EXERCISE TASK A: Give the rows as a numbered list, starting at the line with "formatted like [354,251]." and running through the last line of the rows, with both ends included and blank lines left out.

# Start of PASSAGE GIVEN

RealTime IT News

Google Launches Code Search

In the beginning, Google was all about indexing Web pages, then it grew to news, blogs and video.

Now Google is embarking on, perhaps, its most ambitious indexing venture yet: indexing countless billions of lines of code as part of the new Google Code Search.

Google Code Search on Google Labs gives users a place to search for publicly accessible source code. It looks like a regular Google Search page but instead of searching Web pages, it's going to search billions of lines of code.

"The two ways that source code lives on the Internet is in archives, things like Zip files, gzip, etc. And then in software-control repositories like SourceForge.net, Google's code hosting, and other places," Google product manager Tom Stocky told internetnews.com.

"We'll be crawling all of that."

Google isn't just going to index the Zip archive files. They're actually going to open up the files and index all the individual files within in.

In the case of software-control repositories like CVS and SVN, Google will go into the public access and index the individual files within them.

# End of PASSAGE GIVEN

EXERCISE TASK B: Carry the news article on the launch of Google Code Search forward, starting after its last sentence.

# Start of INPUT MATERIAL

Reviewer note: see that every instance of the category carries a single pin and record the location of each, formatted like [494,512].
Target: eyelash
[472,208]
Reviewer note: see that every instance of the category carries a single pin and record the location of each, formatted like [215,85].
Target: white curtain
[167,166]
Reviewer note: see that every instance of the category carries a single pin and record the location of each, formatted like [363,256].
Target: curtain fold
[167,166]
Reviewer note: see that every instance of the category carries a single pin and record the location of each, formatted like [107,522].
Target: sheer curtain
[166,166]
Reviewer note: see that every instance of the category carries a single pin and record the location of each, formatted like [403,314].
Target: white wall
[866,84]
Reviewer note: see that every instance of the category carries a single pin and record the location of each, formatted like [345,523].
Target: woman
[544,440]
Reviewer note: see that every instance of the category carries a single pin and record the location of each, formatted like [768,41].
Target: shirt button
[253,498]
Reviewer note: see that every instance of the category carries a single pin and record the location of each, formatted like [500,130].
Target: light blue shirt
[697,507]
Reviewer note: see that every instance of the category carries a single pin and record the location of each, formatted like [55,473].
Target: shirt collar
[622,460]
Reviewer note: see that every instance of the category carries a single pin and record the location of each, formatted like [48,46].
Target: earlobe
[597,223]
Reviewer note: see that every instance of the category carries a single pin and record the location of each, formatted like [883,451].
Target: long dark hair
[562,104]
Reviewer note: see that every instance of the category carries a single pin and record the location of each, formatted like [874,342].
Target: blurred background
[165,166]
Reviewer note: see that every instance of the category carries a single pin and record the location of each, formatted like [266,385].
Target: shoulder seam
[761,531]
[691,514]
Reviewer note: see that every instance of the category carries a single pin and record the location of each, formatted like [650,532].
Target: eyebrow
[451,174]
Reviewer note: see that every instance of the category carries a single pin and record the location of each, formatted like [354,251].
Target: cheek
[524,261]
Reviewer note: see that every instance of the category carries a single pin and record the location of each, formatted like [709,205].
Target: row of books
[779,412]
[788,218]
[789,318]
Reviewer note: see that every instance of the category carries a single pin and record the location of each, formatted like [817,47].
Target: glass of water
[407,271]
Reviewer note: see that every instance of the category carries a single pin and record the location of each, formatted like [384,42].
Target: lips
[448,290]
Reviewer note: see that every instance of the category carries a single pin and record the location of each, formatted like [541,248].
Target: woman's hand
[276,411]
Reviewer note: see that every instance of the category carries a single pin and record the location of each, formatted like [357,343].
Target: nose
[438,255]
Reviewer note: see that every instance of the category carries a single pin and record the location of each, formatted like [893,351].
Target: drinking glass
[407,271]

# End of INPUT MATERIAL

ANSWER A:
1. Reviewer note: see that every instance of the category carries a single pin and record the location of each, formatted like [354,251].
2. Target: cheek
3. [524,261]
4. Reviewer note: see that every instance of the category carries a single pin and record the location of each, formatted like [709,205].
5. Target: row of books
6. [779,412]
7. [788,218]
8. [789,318]
9. Reviewer note: see that every instance of the category carries a single pin and record the location of each, formatted like [817,47].
10. Target: glass of water
11. [407,271]
12. Reviewer note: see that every instance of the category carries a single pin and record the location of each, formatted like [384,42].
13. Target: lips
14. [448,290]
15. Reviewer note: see that every instance of the category carries a single pin and record the location of each, formatted like [541,248].
16. Target: woman's hand
17. [276,411]
18. Reviewer note: see that every instance of the category carries a single pin and record the location of each, formatted like [357,343].
19. Target: nose
20. [438,255]
21. Reviewer note: see that every instance of the category carries a single pin and record the location of each, formatted like [893,351].
22. Target: drinking glass
23. [407,271]

ANSWER B:
Google's regular Googlebot crawler is being used to find and identify the Zip files. In the case of software-control repositories, Stocky noted that it's a different kind of crawler that has to access the CVS or SVN server and speak in a different protocol to then get the information back.

The total task is staggering.

Stocky was unable to provide a figure, but he did note the Google Code Search has billions of lines of code.

"We're not getting more specific than that, but it is a significant number," Stocky noted.

Google Code Search will offer users a number of different ways to find the code they are looking for. Users can perform search queries based on software license, programming language and by file name.

"We also support regular expressions, so instead of searching for keywords you can search for patterns of words," Stocky explained. "For people that know how to use regular expressions well you can get really specific search and search over some really obscure stuff."

Google is also launching an API for Code Search as part of the launch. The API will utilize Google's GDATA API format.

At launch there will be no Google AdSense ads on the results pages and the Code Search results are not integrated into the main Google index.

One of the possible uses of Google Code Search is for developers to do searches for their own code and see where people are using it. It may also help to combat plagiarism and software license use infractions.

"If you own code and someone else is posting illegally, there is a process where we can remove it from the index," Stocky noted.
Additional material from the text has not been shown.